**ESTRATTO DEL DOCUMENTO:**
● ● ●
Dal punto di vista antropologico -culturale, sin dai tempi arcaici, l’attrattiva dell’altrove e dell’ignoto spinge i singoli individui e i mutevoli raggruppamenti sociali ad intraprendere il “viaggio”, che è, perciò, concettualmente assunto come metafora della conoscenza e della stessa ciclicità dell’esistenza, come ci insegna il meraviglioso affresco dell’Odisseo omerico, richiamato anche dal sommo poeta Dante.

In pratica, però, le migrazioni  sono, più spesso, determinate dal bisogno di “fuggire” dal disagio economico connesso a situazioni di sottosviluppo, di povertà e di miseria. Altre più stringenti motivazioni vanno poi ricercate nelle condizioni di pericolo causate da conflitti violenti, interni ed esterni, in molte aree geografiche. Dove risultano soppresse le libertà civili e politiche e dove sussistono diverse forme persecutorie discriminatorie a carico di minoranze o di soggetti “svantaggiati” e/o “vulnerabili”.

Non tanto paradossalmente, tali situazioni sembrano moltiplicarsi nel “villaggio globale” in cui l’Umanità si trova oggi a vivere. Infatti, nel nostro Mondo, sempre più rimpicciolito, “movimentato” e mescolato in una sorta di meticciato globale, le migrazioni si diffondono nel contesto di una contagiosa inquietudine, omologata via web in tempi reali soprattutto da parte dei giovani alla ricerca di nuove opportunità.

I trasferimenti si moltiplicano, poi, a causa di nuove povertà conseguenti all’attuale destabilizzazione economico-finanziaria, che di fatto esaspera le competizioni e accentua le disuguaglianze, emarginando le parti sociali più deboli. Si determinano in tal modo condizioni favorevoli all’insorgenza di conflitti sociali e a rivolgimenti politici, come le rivoluzioni della “primavera (?) araba”.

Di fronte a siffatti fenomeni, che ciclicamente caratterizzano il sofferto cammino della storia delle civiltà (da civitas, città) umane in direzione della  multiculturalità, non dovrebbero trovare molti proseliti la miopia neo-liberista e le politiche xenofobe razziste di alcuni paesi europei. Ma non è così, purtroppo(!!). Paesi considerati avanzati e sviluppati dal punto di vista del benessere economico e consumistico, in realtà , sono alle prese con segmenti sociali, scarsamente propensi ad accettare il nuovo fenomeno sul piano culturale e umano, che genera gravi episodi di xenofobia e di razzismo.
● ● ●
**COMPITO A:** Riproduca fedelmente la parte del testo sulle migrazioni che si apre con le parole contenenti "Dal punto di vista antropologico" e si chiude con "sommo poeta Dante.".

**RIGHE RIPORTATE:**
● ● ●
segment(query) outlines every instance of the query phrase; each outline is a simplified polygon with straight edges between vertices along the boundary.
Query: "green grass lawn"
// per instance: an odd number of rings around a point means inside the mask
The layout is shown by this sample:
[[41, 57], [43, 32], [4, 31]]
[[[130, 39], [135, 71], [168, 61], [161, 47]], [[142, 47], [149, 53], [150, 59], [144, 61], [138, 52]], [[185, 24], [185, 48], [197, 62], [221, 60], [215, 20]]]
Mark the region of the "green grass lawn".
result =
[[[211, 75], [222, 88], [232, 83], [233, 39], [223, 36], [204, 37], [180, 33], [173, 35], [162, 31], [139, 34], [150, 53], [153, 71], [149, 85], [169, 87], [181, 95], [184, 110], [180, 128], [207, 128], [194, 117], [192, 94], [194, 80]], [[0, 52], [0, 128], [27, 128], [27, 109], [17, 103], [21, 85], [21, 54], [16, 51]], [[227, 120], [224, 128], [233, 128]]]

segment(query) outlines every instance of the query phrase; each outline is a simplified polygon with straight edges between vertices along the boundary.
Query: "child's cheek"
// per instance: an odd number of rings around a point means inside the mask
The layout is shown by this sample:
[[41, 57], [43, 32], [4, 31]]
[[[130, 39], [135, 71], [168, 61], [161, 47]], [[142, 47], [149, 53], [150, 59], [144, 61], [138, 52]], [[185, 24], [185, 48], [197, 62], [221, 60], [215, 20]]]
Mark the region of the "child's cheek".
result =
● ● ●
**COMPITO B:** Trascriva senza modifiche le righe che seguono il testo, dalla prima di esse fino a quella contenente "128], [233, 128]]]", entrambe comprese.

**RISPOSTA AL COMPITO A:**
Dal punto di vista antropologico -culturale, sin dai tempi arcaici, l’attrattiva dell’altrove e dell’ignoto spinge i singoli individui e i mutevoli raggruppamenti sociali ad intraprendere il “viaggio”, che è, perciò, concettualmente assunto come metafora della conoscenza e della stessa ciclicità dell’esistenza, come ci insegna il meraviglioso affresco dell’Odisseo omerico, richiamato anche dal sommo poeta Dante.

**RISPOSTA AL COMPITO B:**
segment(query) outlines every instance of the query phrase; each outline is a simplified polygon with straight edges between vertices along the boundary.
Query: "green grass lawn"
// per instance: an odd number of rings around a point means inside the mask
The layout is shown by this sample:
[[41, 57], [43, 32], [4, 31]]
[[[130, 39], [135, 71], [168, 61], [161, 47]], [[142, 47], [149, 53], [150, 59], [144, 61], [138, 52]], [[185, 24], [185, 48], [197, 62], [221, 60], [215, 20]]]
Mark the region of the "green grass lawn".
result =
[[[211, 75], [222, 88], [232, 83], [233, 39], [223, 36], [204, 37], [180, 33], [173, 35], [162, 31], [139, 34], [150, 53], [153, 71], [149, 85], [169, 87], [181, 95], [184, 110], [180, 128], [207, 128], [194, 117], [192, 94], [194, 80]], [[0, 52], [0, 128], [27, 128], [27, 109], [17, 103], [21, 85], [21, 54], [16, 51]], [[227, 120], [224, 128], [233, 128]]]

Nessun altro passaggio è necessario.